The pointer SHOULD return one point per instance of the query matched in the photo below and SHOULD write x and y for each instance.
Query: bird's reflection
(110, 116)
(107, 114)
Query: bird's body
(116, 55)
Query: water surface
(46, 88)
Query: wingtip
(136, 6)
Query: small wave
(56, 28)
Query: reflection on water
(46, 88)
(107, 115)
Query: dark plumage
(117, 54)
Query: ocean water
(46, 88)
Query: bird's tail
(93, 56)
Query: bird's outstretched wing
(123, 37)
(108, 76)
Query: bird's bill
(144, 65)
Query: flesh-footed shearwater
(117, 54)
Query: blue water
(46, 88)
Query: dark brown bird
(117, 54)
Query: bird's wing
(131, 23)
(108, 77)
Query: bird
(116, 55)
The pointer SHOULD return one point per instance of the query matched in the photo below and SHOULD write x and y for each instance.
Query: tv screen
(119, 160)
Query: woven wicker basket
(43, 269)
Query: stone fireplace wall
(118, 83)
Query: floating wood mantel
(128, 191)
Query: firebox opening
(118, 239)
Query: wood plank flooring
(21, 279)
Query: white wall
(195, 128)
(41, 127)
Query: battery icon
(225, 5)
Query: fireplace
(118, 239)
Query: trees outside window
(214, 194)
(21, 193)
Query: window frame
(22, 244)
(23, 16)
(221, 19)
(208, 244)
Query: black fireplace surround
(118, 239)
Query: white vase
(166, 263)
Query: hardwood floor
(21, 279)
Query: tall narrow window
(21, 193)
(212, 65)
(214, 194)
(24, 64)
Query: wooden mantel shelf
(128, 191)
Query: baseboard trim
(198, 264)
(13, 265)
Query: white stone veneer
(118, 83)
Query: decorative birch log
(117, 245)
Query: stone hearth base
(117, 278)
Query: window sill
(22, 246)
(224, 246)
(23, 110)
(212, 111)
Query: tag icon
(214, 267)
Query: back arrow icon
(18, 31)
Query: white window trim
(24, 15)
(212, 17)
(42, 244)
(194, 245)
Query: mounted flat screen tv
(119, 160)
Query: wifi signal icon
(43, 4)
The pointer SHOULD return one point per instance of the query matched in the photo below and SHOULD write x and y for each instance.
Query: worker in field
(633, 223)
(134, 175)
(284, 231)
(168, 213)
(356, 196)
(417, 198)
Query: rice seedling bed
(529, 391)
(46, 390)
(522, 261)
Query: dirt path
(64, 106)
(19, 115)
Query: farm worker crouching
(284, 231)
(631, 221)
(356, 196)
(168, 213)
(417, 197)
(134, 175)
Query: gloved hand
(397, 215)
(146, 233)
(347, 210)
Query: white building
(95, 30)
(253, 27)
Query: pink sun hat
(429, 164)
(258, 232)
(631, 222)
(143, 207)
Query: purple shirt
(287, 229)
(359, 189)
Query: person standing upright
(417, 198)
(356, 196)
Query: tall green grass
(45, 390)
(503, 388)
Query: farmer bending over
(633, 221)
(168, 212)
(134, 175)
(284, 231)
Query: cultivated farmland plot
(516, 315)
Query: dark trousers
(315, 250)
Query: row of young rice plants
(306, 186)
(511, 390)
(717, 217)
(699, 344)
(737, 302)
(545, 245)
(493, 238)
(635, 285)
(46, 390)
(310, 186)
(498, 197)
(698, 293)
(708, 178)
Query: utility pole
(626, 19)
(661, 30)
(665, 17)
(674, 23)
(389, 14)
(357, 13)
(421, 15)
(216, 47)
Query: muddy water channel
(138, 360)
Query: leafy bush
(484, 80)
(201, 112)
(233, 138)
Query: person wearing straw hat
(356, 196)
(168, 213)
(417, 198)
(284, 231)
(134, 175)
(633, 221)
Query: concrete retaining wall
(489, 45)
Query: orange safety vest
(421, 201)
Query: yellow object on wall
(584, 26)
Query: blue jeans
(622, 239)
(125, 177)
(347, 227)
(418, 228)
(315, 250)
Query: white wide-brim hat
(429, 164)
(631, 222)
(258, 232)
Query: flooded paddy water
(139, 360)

:::::

Goal of the exercise:
Please convert every line of the material above into a JSON list of strings, one string per line, leaving out any blank lines.

Answer to the problem:
[
  "The pointer SHOULD return one point per instance of the query matched in the photo below and SHOULD write x and y for each instance.",
  "Query: bird's reflection",
  "(110, 116)",
  "(107, 114)",
  "Query: bird's body",
  "(116, 55)",
  "Query: water surface",
  "(46, 88)",
  "Query: wingtip",
  "(136, 6)",
  "Query: small wave",
  "(56, 28)",
  "Query: reflection on water",
  "(46, 88)",
  "(107, 115)",
  "Query: dark plumage",
  "(117, 54)",
  "Query: ocean water",
  "(46, 88)",
  "Query: bird's tail",
  "(93, 56)",
  "Query: bird's outstretched wing",
  "(123, 37)",
  "(108, 76)",
  "Query: bird's bill",
  "(144, 65)",
  "Query: flesh-footed shearwater",
  "(117, 54)",
  "Query: blue water",
  "(46, 88)",
  "Query: dark brown bird",
  "(117, 54)",
  "Query: bird's wing",
  "(131, 23)",
  "(108, 77)",
  "Query: bird",
  "(116, 55)",
  "The pointer SHOULD return one point per instance of the query matched in the photo below and SHOULD write x and y for each instance.",
  "Query: tv screen",
  "(119, 160)",
  "Query: woven wicker basket",
  "(43, 269)",
  "Query: stone fireplace wall",
  "(118, 83)",
  "Query: floating wood mantel",
  "(128, 191)",
  "Query: firebox opening",
  "(118, 239)",
  "Query: wood plank flooring",
  "(21, 279)",
  "Query: white wall",
  "(195, 128)",
  "(41, 127)",
  "Query: battery icon",
  "(225, 5)",
  "Query: fireplace",
  "(118, 239)",
  "Query: trees outside window",
  "(214, 194)",
  "(21, 193)",
  "Query: window frame",
  "(22, 244)",
  "(23, 16)",
  "(221, 19)",
  "(208, 244)",
  "Query: black fireplace surround",
  "(118, 239)",
  "Query: white vase",
  "(166, 263)",
  "Query: hardwood floor",
  "(21, 279)",
  "Query: tall narrow window",
  "(21, 193)",
  "(212, 65)",
  "(214, 194)",
  "(24, 64)",
  "Query: wooden mantel shelf",
  "(128, 191)",
  "Query: baseboard trim",
  "(198, 264)",
  "(13, 265)",
  "Query: white stone veneer",
  "(118, 83)",
  "Query: decorative birch log",
  "(117, 245)",
  "Query: stone hearth base",
  "(117, 278)",
  "Query: window sill",
  "(22, 246)",
  "(224, 246)",
  "(23, 110)",
  "(212, 111)",
  "Query: tag icon",
  "(214, 267)",
  "Query: back arrow icon",
  "(18, 31)",
  "Query: white window trim",
  "(24, 15)",
  "(212, 17)",
  "(42, 244)",
  "(194, 245)",
  "Query: mounted flat screen tv",
  "(119, 160)",
  "Query: wifi signal icon",
  "(43, 4)",
  "The pointer SHOULD return one point per instance of the query matched in the photo below and SHOULD write x and y for each instance.",
  "Query: worker in field",
  "(633, 223)",
  "(134, 175)",
  "(284, 231)",
  "(168, 213)",
  "(356, 196)",
  "(417, 198)",
  "Query: rice seedling bed",
  "(529, 391)",
  "(46, 390)",
  "(522, 261)",
  "Query: dirt path",
  "(64, 106)",
  "(19, 115)",
  "Query: farm worker crouching",
  "(284, 231)",
  "(631, 221)",
  "(356, 196)",
  "(168, 213)",
  "(417, 197)",
  "(134, 175)",
  "Query: gloved hand",
  "(397, 215)",
  "(146, 233)",
  "(347, 210)",
  "Query: white building",
  "(95, 30)",
  "(253, 27)",
  "Query: pink sun hat",
  "(429, 164)",
  "(258, 232)",
  "(631, 222)",
  "(143, 207)",
  "Query: purple shirt",
  "(287, 229)",
  "(359, 189)",
  "Query: person standing upright",
  "(417, 198)",
  "(356, 196)",
  "Query: tall green grass",
  "(45, 390)",
  "(503, 388)",
  "Query: farmer bending over",
  "(633, 221)",
  "(168, 212)",
  "(134, 175)",
  "(284, 231)",
  "Query: cultivated farmland plot",
  "(516, 315)",
  "Query: dark trousers",
  "(315, 250)",
  "Query: row of young rice plants",
  "(306, 186)",
  "(511, 390)",
  "(717, 217)",
  "(699, 344)",
  "(737, 302)",
  "(545, 245)",
  "(493, 238)",
  "(635, 285)",
  "(46, 390)",
  "(310, 186)",
  "(498, 197)",
  "(698, 293)",
  "(708, 178)",
  "Query: utility pole",
  "(626, 19)",
  "(661, 30)",
  "(665, 17)",
  "(674, 23)",
  "(389, 14)",
  "(357, 13)",
  "(421, 15)",
  "(216, 47)",
  "Query: muddy water channel",
  "(138, 360)",
  "Query: leafy bush",
  "(484, 80)",
  "(201, 112)",
  "(233, 138)",
  "Query: person wearing straw hat",
  "(356, 196)",
  "(168, 213)",
  "(417, 198)",
  "(284, 231)",
  "(134, 175)",
  "(633, 221)",
  "Query: concrete retaining wall",
  "(489, 45)",
  "Query: orange safety vest",
  "(421, 201)",
  "Query: yellow object on wall",
  "(584, 26)",
  "Query: blue jeans",
  "(622, 239)",
  "(125, 177)",
  "(347, 227)",
  "(418, 228)",
  "(315, 250)",
  "Query: white wide-brim hat",
  "(429, 164)",
  "(631, 222)",
  "(258, 232)",
  "Query: flooded paddy water",
  "(139, 360)"
]